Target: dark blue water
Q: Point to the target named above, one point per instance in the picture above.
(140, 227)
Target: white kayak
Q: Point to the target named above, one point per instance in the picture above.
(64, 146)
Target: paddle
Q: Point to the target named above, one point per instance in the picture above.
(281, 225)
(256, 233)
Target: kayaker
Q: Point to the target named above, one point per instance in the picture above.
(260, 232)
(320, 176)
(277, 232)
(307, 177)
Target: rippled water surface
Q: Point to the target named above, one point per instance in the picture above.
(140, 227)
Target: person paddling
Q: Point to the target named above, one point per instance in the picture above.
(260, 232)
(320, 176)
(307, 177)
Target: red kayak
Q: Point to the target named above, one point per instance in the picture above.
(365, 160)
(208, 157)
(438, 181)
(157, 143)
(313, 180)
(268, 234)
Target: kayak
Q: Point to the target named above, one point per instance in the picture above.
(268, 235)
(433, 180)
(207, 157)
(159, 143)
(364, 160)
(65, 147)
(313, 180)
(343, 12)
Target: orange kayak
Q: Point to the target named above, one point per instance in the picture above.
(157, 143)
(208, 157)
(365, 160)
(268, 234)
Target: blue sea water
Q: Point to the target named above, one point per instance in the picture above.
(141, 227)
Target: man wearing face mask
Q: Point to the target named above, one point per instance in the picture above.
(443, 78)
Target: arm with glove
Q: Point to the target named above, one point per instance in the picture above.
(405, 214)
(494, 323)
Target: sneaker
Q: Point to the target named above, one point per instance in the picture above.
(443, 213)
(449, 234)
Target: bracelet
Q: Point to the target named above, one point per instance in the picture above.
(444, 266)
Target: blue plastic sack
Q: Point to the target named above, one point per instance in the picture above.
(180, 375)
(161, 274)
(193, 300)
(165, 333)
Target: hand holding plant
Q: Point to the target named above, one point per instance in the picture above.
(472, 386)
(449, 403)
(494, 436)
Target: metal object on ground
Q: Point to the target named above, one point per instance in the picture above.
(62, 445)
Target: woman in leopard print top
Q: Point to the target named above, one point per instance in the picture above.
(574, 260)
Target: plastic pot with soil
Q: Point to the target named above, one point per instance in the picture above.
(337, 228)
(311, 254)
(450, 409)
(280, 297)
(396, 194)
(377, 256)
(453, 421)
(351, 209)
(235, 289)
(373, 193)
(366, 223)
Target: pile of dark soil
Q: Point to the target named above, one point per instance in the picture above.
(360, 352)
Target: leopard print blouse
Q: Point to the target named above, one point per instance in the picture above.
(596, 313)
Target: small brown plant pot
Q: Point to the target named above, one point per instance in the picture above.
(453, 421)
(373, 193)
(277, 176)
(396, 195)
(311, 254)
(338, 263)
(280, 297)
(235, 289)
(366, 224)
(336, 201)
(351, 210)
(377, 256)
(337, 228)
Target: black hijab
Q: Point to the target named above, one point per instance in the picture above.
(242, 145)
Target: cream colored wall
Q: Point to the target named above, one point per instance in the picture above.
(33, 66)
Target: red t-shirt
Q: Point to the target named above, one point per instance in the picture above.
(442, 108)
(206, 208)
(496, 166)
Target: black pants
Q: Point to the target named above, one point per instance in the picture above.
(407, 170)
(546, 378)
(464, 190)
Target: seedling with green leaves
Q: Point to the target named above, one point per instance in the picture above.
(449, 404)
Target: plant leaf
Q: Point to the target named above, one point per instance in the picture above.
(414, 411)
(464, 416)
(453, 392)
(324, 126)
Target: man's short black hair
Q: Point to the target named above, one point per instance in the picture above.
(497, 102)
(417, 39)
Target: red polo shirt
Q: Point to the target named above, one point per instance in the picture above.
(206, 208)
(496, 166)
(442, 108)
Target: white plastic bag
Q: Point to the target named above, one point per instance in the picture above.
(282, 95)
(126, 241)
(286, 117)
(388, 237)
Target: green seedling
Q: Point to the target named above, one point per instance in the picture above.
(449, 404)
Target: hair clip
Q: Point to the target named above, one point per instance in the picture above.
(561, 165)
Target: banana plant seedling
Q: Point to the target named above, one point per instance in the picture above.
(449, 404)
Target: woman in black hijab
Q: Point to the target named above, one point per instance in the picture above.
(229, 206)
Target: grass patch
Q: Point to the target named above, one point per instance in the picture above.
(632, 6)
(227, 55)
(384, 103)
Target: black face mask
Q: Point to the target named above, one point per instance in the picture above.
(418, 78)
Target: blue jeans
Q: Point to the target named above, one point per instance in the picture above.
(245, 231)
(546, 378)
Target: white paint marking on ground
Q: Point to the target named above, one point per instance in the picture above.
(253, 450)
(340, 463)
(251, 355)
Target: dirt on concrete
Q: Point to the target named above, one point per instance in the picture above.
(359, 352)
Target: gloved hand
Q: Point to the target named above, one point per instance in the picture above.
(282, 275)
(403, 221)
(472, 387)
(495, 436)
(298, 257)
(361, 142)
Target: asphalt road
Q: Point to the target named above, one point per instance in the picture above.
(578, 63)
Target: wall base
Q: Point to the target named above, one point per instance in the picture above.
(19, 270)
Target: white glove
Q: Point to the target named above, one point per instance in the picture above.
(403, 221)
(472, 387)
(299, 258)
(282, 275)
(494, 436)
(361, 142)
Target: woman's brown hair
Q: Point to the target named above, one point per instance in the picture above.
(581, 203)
================================
_EXERCISE OBJECTIVE_:
Reproduce exactly the lines above from the line with "Target: cream colored wall" to the line with "Target: woman in black hijab", including both, and add nothing.

_EXERCISE OUTPUT_:
Target: cream colored wall
Q: Point to the target named above, one point per instance in the picture above.
(33, 66)
Target: red t-shirt
Q: Point to the target named above, one point per instance in the picture above.
(442, 108)
(206, 208)
(496, 166)
Target: black pants
Q: Point to the target named above, one point per instance in the picture above.
(407, 170)
(546, 378)
(464, 190)
Target: seedling with green leaves
Q: Point to the target named above, one point per instance in the picture above.
(449, 404)
Target: plant leaf
Q: Point to the target named above, one point per instance in the picture above.
(414, 411)
(464, 416)
(453, 392)
(324, 126)
Target: man's short black hair
Q: Point to the target named above, one point per instance in the picture above.
(497, 102)
(417, 39)
Target: red polo shirt
Q: Point to the target named above, one point per instance in the picture above.
(206, 208)
(496, 166)
(442, 108)
Target: white plastic bag
Q: Point to the target named above, one point per instance in the picture above.
(282, 95)
(126, 241)
(286, 117)
(388, 237)
Target: green seedling
Q: Point to the target named above, one point per instance in the picture above.
(449, 404)
Target: hair clip
Q: Point to the target named above, one point per instance in the picture above.
(561, 165)
Target: banana plant seedling
Q: Point to the target named above, one point per instance in the picture above.
(449, 404)
Target: woman in black hijab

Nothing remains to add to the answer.